-------- THE DATA

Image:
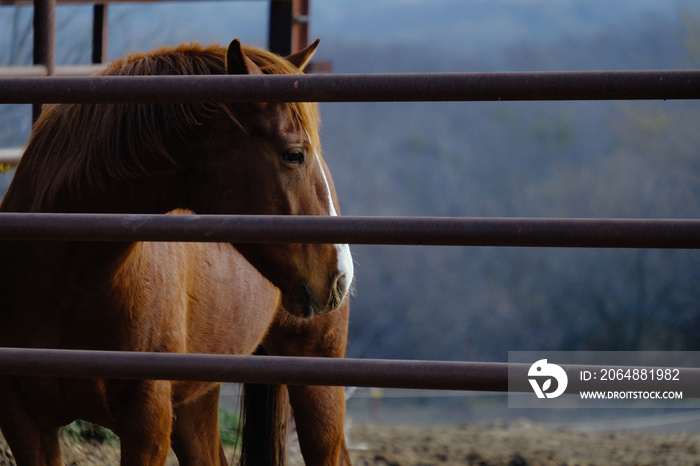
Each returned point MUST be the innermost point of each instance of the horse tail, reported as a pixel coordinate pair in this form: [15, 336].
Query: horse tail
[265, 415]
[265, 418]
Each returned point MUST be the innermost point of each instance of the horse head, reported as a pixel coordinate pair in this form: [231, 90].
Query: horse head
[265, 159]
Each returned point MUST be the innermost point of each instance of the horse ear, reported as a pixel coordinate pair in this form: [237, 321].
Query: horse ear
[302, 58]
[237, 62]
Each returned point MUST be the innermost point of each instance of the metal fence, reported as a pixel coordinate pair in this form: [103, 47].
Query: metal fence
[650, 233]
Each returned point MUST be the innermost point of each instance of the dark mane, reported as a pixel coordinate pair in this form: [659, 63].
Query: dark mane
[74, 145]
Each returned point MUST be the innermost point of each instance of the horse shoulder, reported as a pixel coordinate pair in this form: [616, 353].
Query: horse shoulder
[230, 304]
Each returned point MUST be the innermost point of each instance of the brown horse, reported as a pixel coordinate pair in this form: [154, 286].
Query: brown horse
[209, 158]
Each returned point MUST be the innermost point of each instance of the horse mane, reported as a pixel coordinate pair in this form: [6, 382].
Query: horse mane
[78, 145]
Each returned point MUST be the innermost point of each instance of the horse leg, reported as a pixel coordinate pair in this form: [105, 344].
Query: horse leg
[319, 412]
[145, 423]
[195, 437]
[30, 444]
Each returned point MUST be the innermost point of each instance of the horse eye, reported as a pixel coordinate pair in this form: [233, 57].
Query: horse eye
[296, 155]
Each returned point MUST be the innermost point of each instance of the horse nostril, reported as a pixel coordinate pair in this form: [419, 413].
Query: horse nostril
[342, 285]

----------------
-------- THE DATA

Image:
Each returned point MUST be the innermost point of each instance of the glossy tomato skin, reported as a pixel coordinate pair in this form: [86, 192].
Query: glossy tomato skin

----------------

## WORK TO BE COMPLETED
Lines with the word "skin" in them are the answer; report each one from the data.

## RESPONSE BOX
Each returned point MUST be the innermost point of each instance of the glossy tomato skin, reported as a pixel coordinate pair in this form: [86, 192].
Query: glossy tomato skin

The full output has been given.